Work instructions: Send back the entries below exactly as they appear.

Task material:
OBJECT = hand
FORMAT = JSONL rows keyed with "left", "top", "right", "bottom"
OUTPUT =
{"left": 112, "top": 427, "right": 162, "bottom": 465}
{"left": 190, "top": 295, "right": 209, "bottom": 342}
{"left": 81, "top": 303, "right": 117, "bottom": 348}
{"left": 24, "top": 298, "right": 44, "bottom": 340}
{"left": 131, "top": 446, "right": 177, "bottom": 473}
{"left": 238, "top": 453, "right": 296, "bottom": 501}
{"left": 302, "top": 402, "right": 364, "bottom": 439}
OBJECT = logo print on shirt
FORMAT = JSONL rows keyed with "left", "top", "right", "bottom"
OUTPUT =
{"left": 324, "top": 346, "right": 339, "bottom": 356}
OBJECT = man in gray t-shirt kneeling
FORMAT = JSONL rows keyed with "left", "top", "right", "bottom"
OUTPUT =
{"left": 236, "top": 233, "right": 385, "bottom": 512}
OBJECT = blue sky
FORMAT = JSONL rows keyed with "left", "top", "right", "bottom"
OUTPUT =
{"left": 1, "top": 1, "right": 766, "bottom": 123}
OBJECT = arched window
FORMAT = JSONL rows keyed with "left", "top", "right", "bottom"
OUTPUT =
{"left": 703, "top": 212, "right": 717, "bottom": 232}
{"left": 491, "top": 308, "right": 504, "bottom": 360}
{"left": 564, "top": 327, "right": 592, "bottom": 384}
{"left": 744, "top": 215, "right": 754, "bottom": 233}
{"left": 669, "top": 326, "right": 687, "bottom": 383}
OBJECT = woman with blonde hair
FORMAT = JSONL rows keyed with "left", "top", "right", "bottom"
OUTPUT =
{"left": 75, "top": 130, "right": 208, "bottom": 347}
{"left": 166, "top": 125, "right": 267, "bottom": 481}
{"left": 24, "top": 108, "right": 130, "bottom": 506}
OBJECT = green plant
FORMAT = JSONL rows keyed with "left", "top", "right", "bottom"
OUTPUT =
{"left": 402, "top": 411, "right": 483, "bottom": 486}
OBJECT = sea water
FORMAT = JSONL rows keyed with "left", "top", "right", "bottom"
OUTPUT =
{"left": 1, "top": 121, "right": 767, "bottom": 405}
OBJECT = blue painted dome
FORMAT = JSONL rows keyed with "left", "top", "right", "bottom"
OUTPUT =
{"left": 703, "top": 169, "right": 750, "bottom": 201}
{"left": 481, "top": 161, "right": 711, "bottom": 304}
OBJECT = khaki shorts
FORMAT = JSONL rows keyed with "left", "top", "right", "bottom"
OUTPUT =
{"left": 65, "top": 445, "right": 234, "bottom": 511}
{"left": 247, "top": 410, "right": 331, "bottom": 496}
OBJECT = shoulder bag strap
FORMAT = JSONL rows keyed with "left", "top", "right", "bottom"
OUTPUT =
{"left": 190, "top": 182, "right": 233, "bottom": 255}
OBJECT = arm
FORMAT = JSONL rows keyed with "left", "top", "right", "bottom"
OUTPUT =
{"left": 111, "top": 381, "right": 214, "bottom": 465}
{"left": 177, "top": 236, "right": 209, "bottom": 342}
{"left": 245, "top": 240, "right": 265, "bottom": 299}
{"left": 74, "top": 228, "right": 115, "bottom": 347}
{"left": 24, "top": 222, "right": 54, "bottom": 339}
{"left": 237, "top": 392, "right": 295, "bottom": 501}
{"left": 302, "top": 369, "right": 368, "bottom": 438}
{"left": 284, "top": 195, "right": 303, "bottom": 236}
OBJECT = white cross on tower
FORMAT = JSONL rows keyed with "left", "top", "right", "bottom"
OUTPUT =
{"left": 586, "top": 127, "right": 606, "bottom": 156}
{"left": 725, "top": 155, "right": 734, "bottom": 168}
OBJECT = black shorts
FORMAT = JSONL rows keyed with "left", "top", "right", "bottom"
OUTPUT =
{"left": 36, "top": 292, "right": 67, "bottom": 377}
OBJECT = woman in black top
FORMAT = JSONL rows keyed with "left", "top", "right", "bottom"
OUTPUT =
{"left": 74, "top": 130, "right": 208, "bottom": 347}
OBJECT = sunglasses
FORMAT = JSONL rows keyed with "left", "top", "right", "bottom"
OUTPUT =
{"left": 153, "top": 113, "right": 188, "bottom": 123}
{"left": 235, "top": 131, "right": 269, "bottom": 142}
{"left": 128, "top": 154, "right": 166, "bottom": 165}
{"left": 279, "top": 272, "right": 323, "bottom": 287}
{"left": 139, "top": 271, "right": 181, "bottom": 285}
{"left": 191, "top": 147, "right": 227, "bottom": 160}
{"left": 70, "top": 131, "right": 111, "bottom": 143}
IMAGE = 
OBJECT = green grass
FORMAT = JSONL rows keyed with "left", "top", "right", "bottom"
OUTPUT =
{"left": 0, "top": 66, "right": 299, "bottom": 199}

Solved exercise:
OBJECT = hand
FORMAT = JSONL rows keyed with "left", "top", "right", "bottom"
OUTPUT =
{"left": 112, "top": 427, "right": 162, "bottom": 465}
{"left": 190, "top": 295, "right": 209, "bottom": 342}
{"left": 81, "top": 303, "right": 117, "bottom": 348}
{"left": 24, "top": 298, "right": 44, "bottom": 340}
{"left": 131, "top": 446, "right": 177, "bottom": 473}
{"left": 238, "top": 453, "right": 296, "bottom": 501}
{"left": 302, "top": 402, "right": 364, "bottom": 439}
OBJECT = logo print on shirt
FORMAT = JSONL rows keyed with "left", "top", "right", "bottom"
OUTPUT =
{"left": 324, "top": 346, "right": 339, "bottom": 356}
OBJECT = man in gray t-shirt kneeling
FORMAT = JSONL rows keyed with "left", "top", "right", "bottom"
OUTPUT =
{"left": 236, "top": 233, "right": 385, "bottom": 512}
OBJECT = blue sky
FORMAT = JSONL rows keyed with "left", "top", "right", "bottom"
OUTPUT =
{"left": 1, "top": 1, "right": 766, "bottom": 123}
OBJECT = arched window
FORMAT = JSONL rows keyed with "left", "top", "right", "bottom"
OUTPUT =
{"left": 703, "top": 212, "right": 717, "bottom": 232}
{"left": 491, "top": 308, "right": 504, "bottom": 360}
{"left": 564, "top": 327, "right": 592, "bottom": 384}
{"left": 744, "top": 215, "right": 754, "bottom": 233}
{"left": 669, "top": 326, "right": 687, "bottom": 383}
OBJECT = woman with blonde hair
FORMAT = JSONL rows keyed with "left", "top", "right", "bottom"
OUTPUT =
{"left": 75, "top": 130, "right": 208, "bottom": 347}
{"left": 166, "top": 125, "right": 267, "bottom": 481}
{"left": 24, "top": 108, "right": 130, "bottom": 506}
OBJECT = green plant
FORMAT = JSONL rows keyed with "left", "top", "right", "bottom"
OUTPUT =
{"left": 402, "top": 411, "right": 483, "bottom": 486}
OBJECT = sea water
FORMAT = JSONL rows keyed with "left", "top", "right", "bottom"
OUTPUT =
{"left": 1, "top": 121, "right": 767, "bottom": 405}
OBJECT = blue painted dome
FORMAT = JSONL rows keyed with "left", "top", "right", "bottom"
OUTPUT =
{"left": 703, "top": 169, "right": 750, "bottom": 201}
{"left": 481, "top": 161, "right": 711, "bottom": 304}
OBJECT = khaki shorts
FORMAT = JSONL rows keyed with "left", "top", "right", "bottom"
OUTPUT =
{"left": 65, "top": 445, "right": 234, "bottom": 511}
{"left": 247, "top": 410, "right": 331, "bottom": 496}
OBJECT = shoulder bag strap
FORMAT = JSONL rows keyed with "left", "top", "right", "bottom"
OUTPUT =
{"left": 190, "top": 182, "right": 233, "bottom": 255}
OBJECT = arm
FORMAT = JSONL rows keyed with "left", "top", "right", "bottom"
OUTPUT =
{"left": 111, "top": 381, "right": 214, "bottom": 465}
{"left": 177, "top": 236, "right": 209, "bottom": 342}
{"left": 245, "top": 240, "right": 265, "bottom": 299}
{"left": 74, "top": 228, "right": 115, "bottom": 347}
{"left": 24, "top": 222, "right": 54, "bottom": 339}
{"left": 237, "top": 392, "right": 295, "bottom": 501}
{"left": 302, "top": 369, "right": 368, "bottom": 438}
{"left": 284, "top": 195, "right": 303, "bottom": 236}
OBJECT = white cross on tower
FORMAT = JSONL rows keyed with "left", "top", "right", "bottom"
OUTPUT =
{"left": 586, "top": 127, "right": 606, "bottom": 156}
{"left": 725, "top": 155, "right": 734, "bottom": 168}
OBJECT = black shorts
FORMAT = JSONL rows keyed with "left", "top", "right", "bottom"
OUTPUT =
{"left": 36, "top": 292, "right": 67, "bottom": 377}
OBJECT = woman in black top
FORMAT = JSONL rows keyed with "left", "top", "right", "bottom"
OUTPUT =
{"left": 74, "top": 130, "right": 208, "bottom": 347}
OBJECT = sunglasses
FORMAT = JSONL rows keyed with "left", "top", "right", "bottom"
OUTPUT =
{"left": 153, "top": 113, "right": 188, "bottom": 123}
{"left": 235, "top": 131, "right": 269, "bottom": 142}
{"left": 128, "top": 154, "right": 166, "bottom": 165}
{"left": 279, "top": 272, "right": 323, "bottom": 287}
{"left": 139, "top": 271, "right": 181, "bottom": 285}
{"left": 191, "top": 147, "right": 227, "bottom": 160}
{"left": 70, "top": 131, "right": 111, "bottom": 143}
IMAGE = 
OBJECT = green grass
FORMAT = JSONL rows keyed with "left", "top", "right", "bottom"
OUTPUT =
{"left": 0, "top": 66, "right": 299, "bottom": 199}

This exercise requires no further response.